** START OF Input rows **
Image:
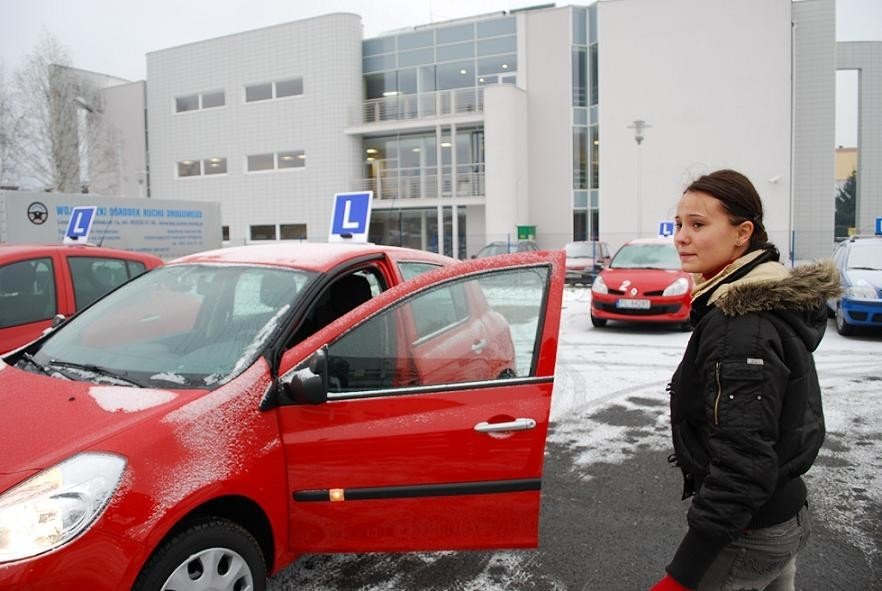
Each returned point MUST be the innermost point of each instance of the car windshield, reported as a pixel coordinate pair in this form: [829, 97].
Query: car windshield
[183, 326]
[867, 256]
[646, 256]
[582, 250]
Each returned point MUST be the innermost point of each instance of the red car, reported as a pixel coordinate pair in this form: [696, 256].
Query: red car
[39, 281]
[643, 283]
[206, 423]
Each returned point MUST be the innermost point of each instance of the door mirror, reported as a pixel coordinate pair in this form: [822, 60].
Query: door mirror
[308, 383]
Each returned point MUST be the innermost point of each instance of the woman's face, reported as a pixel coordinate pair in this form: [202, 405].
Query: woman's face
[706, 239]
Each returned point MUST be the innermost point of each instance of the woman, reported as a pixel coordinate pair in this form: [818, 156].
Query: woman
[746, 408]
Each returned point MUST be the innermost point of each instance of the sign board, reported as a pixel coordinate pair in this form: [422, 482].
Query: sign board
[350, 217]
[79, 225]
[665, 229]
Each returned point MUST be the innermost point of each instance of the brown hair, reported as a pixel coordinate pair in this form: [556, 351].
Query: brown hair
[739, 198]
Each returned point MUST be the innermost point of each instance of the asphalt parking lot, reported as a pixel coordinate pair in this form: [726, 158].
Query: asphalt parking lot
[611, 512]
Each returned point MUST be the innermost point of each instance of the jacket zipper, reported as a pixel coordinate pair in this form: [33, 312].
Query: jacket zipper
[719, 394]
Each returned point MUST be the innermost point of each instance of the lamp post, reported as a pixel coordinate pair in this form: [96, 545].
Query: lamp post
[639, 125]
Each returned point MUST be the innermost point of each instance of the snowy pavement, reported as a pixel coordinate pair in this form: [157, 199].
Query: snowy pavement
[610, 409]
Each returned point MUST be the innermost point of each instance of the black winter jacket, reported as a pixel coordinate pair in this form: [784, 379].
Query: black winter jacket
[746, 410]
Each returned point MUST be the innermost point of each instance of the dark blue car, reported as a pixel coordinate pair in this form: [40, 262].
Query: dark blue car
[859, 260]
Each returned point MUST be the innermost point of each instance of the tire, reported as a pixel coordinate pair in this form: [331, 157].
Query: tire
[842, 325]
[209, 554]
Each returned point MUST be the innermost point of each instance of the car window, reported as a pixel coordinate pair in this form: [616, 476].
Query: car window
[193, 326]
[93, 277]
[473, 329]
[27, 292]
[411, 269]
[646, 256]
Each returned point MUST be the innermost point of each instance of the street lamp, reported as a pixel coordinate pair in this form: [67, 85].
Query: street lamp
[639, 125]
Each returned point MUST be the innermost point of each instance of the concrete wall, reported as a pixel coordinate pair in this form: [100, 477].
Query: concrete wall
[712, 79]
[326, 52]
[814, 124]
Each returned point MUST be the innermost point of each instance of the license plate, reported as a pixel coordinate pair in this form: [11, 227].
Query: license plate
[633, 304]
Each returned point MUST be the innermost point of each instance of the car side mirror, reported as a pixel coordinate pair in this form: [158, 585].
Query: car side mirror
[308, 383]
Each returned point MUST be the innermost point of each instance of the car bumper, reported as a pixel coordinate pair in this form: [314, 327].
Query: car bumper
[95, 561]
[862, 312]
[673, 309]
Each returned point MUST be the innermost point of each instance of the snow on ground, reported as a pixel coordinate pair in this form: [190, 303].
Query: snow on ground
[624, 369]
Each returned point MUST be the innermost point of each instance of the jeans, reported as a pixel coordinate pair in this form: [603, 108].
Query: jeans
[761, 559]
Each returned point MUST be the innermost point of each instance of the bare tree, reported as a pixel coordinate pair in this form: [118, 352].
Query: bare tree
[62, 140]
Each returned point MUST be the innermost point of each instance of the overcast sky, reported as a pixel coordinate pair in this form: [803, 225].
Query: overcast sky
[113, 36]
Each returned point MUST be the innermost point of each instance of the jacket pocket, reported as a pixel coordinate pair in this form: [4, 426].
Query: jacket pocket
[738, 397]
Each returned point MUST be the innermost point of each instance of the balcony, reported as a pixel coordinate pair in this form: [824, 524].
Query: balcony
[409, 107]
[425, 183]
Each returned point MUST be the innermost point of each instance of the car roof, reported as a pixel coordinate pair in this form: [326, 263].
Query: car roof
[14, 250]
[311, 256]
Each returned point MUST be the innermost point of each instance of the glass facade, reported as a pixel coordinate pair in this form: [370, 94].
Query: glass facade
[586, 135]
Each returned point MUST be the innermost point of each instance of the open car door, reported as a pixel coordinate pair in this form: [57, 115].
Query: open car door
[418, 420]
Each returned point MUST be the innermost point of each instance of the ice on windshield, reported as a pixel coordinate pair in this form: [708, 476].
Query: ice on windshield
[181, 326]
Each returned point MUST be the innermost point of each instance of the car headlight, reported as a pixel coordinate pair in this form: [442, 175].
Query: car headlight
[56, 505]
[678, 287]
[861, 291]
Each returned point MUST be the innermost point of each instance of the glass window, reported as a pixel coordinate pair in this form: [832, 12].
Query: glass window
** END OF Input rows **
**Your instructions**
Quote the material in full and exactly; do not carry over its pictures.

**Solution**
Image:
Each returned point MUST be the innermost point of each instance of the car windshield, reported as a pixel coordinate pair in this form: [829, 97].
Query: car windshield
[183, 326]
[867, 256]
[646, 256]
[582, 250]
Each returned point MUST be the innermost point of each instance of the red car, reported as a pixel coordinate pair in this form: [696, 256].
Query: red car
[39, 281]
[643, 283]
[206, 423]
Each returned point MUST be the innermost point of each instance of the door mirror, reported as a pixel coordinate pair in this form: [822, 60].
Query: door mirror
[308, 383]
Each returned point MUST be the innermost point of each instance of the woman's face, reported as a pixel coordinate pair in this form: [202, 405].
Query: woman's face
[706, 239]
Each returned point MUST be the innermost point of each instance of the woman, reported as a pixel coordinate pair in this form: [818, 156].
Query: woman
[746, 408]
Each returned point MUST be the innermost point of each instance of the sign board, reported as a pixel coordinate pair in this form: [422, 482].
Query: sign board
[350, 217]
[79, 225]
[665, 229]
Each returned point MUST be the innermost point of each instance of the brown hair, reported as a pixel coordinate pair in this form: [556, 351].
Query: brown hair
[739, 198]
Each returned point MUST be the innermost point of each instance of the asphalt parking lot, reported as a pixel coordinate pair in this form: [726, 158].
Query: asphalt parking lot
[611, 512]
Each returned point MUST be the innermost point of each instance of the jacket zipper, reported as a pixel coordinate pair in this form: [33, 312].
Query: jacket zipper
[719, 394]
Each returned point MUST be the innermost point of each instance of the lamp post, reported as a pixel coordinate pair in this form: [96, 545].
Query: lamp post
[639, 125]
Each returned point MUST be the innermost point of each instance of the snowy pavement, reported as a pixel coordinate pair in this form: [157, 199].
Query: snowy pavement
[610, 409]
Each returned point MUST be the innermost point of each instance of the black winter jacket, reported as a pixel coordinate pair in this form: [784, 379].
Query: black winter jacket
[746, 410]
Each returned point MUST be the innermost point of each instance of the dark blue car, reported as a pixel coordinate pair in this form: [40, 262].
Query: dark blue car
[859, 260]
Each returned point MUST be the innermost point of each instance of the tire, reported as a pixel coordinate pair in this form: [331, 157].
Query: tire
[842, 325]
[209, 554]
Each returned point MUST be the innermost point of each instance of the car window, reported as a pixel coordinate pair in this form: [616, 476].
Query: car window
[193, 326]
[93, 277]
[473, 329]
[27, 292]
[411, 269]
[646, 256]
Each returned point MUST be the innermost point of each instance of the street lamp, reported as a pixel coordinate pair in this form: [67, 85].
Query: street lamp
[639, 125]
Each returned point MUST be the innermost point of each instance of the concrete wall, reported as a pixel coordinate pair in this form: [100, 477].
Query: concrete wall
[712, 79]
[326, 52]
[814, 124]
Each returned point MUST be the innermost point of each instance of the license plate, reported as a pixel coordinate pair in this form: [11, 227].
Query: license plate
[633, 304]
Each returned point MUST be the innermost point of each instance of the car side mirror, reported as a pixel coordinate pair in this form: [158, 585].
Query: car side mirror
[308, 383]
Each returned point MUST be the innermost point of each instance of the car bumper, reported as a pixel coordinate pair in this form: [314, 327].
Query: car bumper
[95, 561]
[862, 312]
[673, 309]
Each returned point MUST be the innermost point of each instance of the snow on ground, reported as a pixel coordinate pair in this form: [190, 303].
Query: snow on ground
[624, 369]
Each returned point MUST be the innermost point of each instance of the jeans, reported as a pixel coordinate pair in this form: [603, 108].
Query: jeans
[761, 559]
Each returned point MUST be the innermost point of each instance of the bare tree, reported as a pixel coordinate pair in this form: [118, 352].
Query: bare tree
[62, 140]
Each returned point MUST be the innermost point of each instance of the overcast sky, reported as a pixel coordinate pair in this form: [803, 225].
Query: overcast sky
[113, 36]
Each returned point MUST be the innermost point of each instance of the jacket pocket, reported as a pixel coordinate pair in this form: [4, 426].
Query: jacket pocket
[738, 397]
Each returned point MUST be the innermost point of each instance of the balcony, reported as a pixel coordinate pair in this form: [824, 524].
Query: balcony
[409, 107]
[425, 183]
Each returned point MUST be the innermost point of each instance of the car roof, reported as a pixel coordinate pair in this form: [326, 263].
Query: car roof
[14, 250]
[311, 256]
Each returned point MUST be the innermost point of each instance of the glass facade, reported as a pixel coordinate pair in this form: [370, 94].
Query: glass facade
[586, 135]
Each returned point MUST be the innermost point of each instance of the open car door, reported as a pixel coordinate pair in this form: [57, 115].
Query: open car door
[418, 420]
Each returned point MUST be the innermost point of each instance of the ice on windshield, reported as a pixel coordinate pair in this form: [708, 476].
Query: ice on windshield
[181, 326]
Each returned point MUST be the innermost point of each instance of the car headlight, reported as a pixel coordinate pair in this form: [442, 175].
Query: car headlight
[56, 505]
[678, 287]
[861, 291]
Each returned point MUST be the innermost point of each instance of the glass window, reported as a pixel coordinate pair in this form: [832, 12].
Query: glass window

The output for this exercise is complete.